Descobrindo Mário Quintana

O leitor de poesia tem que ter poesia dentro de si.  Ele entra num plano sutil onde é capaz de escutar o inaudível, entrar num ritmo emocional, ouvir uma música que aparentemente não existe.

Quem lê poesia sabe disso, mesmo sem saber.  Compreende que toda a música é apenas uma tradução de emoções e sentimentos que usa notas, sons e instrumentos para se comunicar.  E cria assim uma das artes mais belas e universais, que ultrapassa fronteiras e pode ser entendida por todos.

A poesia também é assim, mas no plano sutil, no plano das coisas não materializadas, do mundo invisível, da vibração da energia, no mundo abstrato das sensações e dos sentimentos, das idéias e dos ideais.

Quando comecei a ler poesia ainda não sabia disso, era adolescente e pra mim se descortinava um mundo novo, onde milhares de emoções ainda desconhecidas dançavam no ar na minha frente, sem que eu soubesse o que fazer com aquilo tudo. Era arrebatador.  Era como entrar numa sala onde aparecessem flutuando imagens 3D em volta de mim, com tamanha força, beleza e significado que eu precisasse entrar devagar, aos poucos, para não me dissolver.

A festa da minha imaginação e fantasia era infinita e eu deslumbrada com essa explosão de tudo, ia descobrindo as vozes de cada um dos mestres da poesia, que depois me acompanharam a vida toda.

Eu lia e escutava a música que havia atrás de cada verso, o ritmo de cada impulso, o som, o tom, a vibração de cada um.

Um deles foi Mario Quintana, um tesouro descoberto, com tantas variações de humor e amor, com sua música elegante e sutil.

Nunca imaginei que um dia seria meu amigo.

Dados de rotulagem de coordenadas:

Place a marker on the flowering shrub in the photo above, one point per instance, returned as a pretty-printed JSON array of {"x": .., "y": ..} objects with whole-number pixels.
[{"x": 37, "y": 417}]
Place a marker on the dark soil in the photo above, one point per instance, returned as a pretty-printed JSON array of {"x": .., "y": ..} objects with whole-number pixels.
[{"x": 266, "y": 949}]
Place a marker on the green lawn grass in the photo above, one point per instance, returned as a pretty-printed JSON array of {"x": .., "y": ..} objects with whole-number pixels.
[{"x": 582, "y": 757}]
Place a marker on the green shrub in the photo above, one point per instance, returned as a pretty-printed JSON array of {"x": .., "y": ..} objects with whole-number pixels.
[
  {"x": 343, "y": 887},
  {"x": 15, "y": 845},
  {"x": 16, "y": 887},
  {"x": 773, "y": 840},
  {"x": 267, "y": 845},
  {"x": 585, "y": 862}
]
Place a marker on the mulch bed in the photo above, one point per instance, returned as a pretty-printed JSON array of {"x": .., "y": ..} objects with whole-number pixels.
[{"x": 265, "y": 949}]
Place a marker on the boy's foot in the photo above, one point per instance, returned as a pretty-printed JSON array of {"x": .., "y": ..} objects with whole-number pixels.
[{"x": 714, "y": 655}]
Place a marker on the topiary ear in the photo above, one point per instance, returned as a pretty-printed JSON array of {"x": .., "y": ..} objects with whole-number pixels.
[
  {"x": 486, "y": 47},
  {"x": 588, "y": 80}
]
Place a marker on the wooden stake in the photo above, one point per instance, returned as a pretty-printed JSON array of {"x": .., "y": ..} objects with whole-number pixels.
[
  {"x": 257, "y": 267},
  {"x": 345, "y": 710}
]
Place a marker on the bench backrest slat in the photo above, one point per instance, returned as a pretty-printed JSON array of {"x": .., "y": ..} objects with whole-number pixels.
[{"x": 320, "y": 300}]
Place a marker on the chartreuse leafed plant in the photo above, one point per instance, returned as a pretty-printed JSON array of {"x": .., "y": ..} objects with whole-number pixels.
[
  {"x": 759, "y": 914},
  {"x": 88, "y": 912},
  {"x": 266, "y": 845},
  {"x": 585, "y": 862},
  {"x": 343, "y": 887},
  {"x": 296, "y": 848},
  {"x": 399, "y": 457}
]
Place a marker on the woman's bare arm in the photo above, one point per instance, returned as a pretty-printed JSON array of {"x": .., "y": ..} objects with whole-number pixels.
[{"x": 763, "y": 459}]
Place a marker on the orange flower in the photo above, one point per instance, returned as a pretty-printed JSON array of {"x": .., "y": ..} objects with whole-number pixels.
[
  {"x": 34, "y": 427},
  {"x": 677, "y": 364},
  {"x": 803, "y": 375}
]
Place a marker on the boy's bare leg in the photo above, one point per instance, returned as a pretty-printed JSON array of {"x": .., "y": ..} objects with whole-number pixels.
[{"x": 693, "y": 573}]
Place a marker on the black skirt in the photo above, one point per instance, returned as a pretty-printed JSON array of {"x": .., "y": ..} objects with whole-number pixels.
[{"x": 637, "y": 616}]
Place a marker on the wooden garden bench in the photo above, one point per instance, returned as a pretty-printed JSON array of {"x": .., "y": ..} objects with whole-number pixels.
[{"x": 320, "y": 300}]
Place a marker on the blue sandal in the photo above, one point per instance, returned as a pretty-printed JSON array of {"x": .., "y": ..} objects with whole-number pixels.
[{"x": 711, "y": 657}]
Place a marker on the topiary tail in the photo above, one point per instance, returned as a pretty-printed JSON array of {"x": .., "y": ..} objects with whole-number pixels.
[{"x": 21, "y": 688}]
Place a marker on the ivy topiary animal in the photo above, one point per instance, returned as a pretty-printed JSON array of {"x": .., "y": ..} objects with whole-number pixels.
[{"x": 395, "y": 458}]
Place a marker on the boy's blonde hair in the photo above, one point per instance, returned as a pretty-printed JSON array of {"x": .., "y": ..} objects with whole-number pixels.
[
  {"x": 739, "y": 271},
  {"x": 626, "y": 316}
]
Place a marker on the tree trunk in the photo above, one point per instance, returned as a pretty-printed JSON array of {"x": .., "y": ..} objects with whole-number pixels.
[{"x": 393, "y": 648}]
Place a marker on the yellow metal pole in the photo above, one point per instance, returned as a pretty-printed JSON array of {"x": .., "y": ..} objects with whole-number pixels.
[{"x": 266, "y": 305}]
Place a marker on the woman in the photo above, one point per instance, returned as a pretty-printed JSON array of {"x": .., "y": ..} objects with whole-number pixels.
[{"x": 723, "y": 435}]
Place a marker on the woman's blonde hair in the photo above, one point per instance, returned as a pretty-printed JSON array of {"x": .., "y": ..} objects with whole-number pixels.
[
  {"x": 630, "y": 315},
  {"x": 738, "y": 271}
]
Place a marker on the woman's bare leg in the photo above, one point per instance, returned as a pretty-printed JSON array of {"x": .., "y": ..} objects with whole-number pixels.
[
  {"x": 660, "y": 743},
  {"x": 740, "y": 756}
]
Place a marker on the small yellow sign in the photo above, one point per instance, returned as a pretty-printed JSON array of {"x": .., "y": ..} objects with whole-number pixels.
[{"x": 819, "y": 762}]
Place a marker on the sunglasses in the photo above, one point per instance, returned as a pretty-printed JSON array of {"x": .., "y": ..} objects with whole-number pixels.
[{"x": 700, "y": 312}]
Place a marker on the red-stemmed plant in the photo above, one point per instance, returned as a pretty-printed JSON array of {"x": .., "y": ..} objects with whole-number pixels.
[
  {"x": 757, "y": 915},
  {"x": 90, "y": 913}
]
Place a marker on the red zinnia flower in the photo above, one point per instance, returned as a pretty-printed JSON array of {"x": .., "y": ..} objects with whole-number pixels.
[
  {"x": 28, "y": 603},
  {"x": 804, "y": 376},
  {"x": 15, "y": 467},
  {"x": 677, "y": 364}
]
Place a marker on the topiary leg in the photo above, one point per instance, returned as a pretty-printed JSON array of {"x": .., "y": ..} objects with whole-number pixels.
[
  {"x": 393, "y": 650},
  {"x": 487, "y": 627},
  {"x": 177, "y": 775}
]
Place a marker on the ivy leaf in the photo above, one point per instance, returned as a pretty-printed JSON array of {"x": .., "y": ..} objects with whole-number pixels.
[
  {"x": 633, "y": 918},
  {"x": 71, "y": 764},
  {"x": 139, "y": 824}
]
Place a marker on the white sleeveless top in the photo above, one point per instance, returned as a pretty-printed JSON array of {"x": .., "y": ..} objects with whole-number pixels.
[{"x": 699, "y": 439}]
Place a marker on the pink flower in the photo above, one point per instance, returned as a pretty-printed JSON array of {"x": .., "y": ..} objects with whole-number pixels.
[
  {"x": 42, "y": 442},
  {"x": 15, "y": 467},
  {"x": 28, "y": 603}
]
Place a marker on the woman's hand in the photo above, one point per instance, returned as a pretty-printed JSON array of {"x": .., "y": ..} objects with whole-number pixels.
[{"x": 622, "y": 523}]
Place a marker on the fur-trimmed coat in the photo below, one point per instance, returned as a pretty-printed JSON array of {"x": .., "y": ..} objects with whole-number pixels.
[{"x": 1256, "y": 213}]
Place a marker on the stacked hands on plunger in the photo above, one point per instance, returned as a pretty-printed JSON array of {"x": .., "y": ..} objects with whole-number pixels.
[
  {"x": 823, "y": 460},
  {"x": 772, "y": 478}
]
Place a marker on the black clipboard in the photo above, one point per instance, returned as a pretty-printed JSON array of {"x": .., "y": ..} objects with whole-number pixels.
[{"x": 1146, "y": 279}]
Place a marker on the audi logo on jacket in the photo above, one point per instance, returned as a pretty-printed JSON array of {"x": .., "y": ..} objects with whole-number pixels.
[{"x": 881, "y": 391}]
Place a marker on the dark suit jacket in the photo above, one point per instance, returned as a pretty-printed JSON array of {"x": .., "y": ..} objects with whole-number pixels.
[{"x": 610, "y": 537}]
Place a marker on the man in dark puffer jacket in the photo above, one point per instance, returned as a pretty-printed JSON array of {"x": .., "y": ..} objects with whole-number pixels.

#### Orientação 1
Traduza para o inglês a frase "Quem lê poesia sabe disso, mesmo sem saber.", do texto sobre Mário Quintana.
#### Orientação 2
Responda, com base no texto sobre Mário Quintana:
(a) Segundo o texto, o que é toda a música?
(b) Em que fase da vida a pessoa que narra começou a ler poesia?
(c) Que dois adjetivos o texto usa para a música de Mario Quintana?

#### Resposta final 1
Whoever reads poetry knows this, even without knowing it.

#### Resposta final 2
(a) Uma tradução de emoções e sentimentos que usa notas, sons e instrumentos para se comunicar.
(b) Na adolescência.
(c) Elegante e sutil.